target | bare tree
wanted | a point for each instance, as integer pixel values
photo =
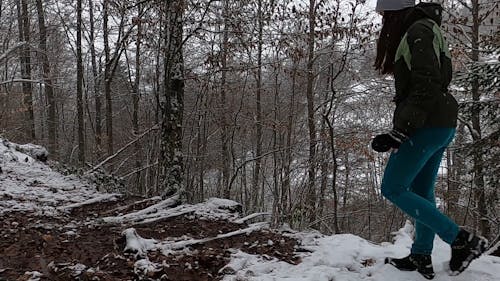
(171, 164)
(49, 87)
(23, 20)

▸ About this task
Transcribe each line of the material above verbatim, but do not include the images.

▸ Solution to this exercise
target | bare tree
wanted | a point for each instance, as integer pixel values
photo =
(171, 164)
(49, 87)
(23, 20)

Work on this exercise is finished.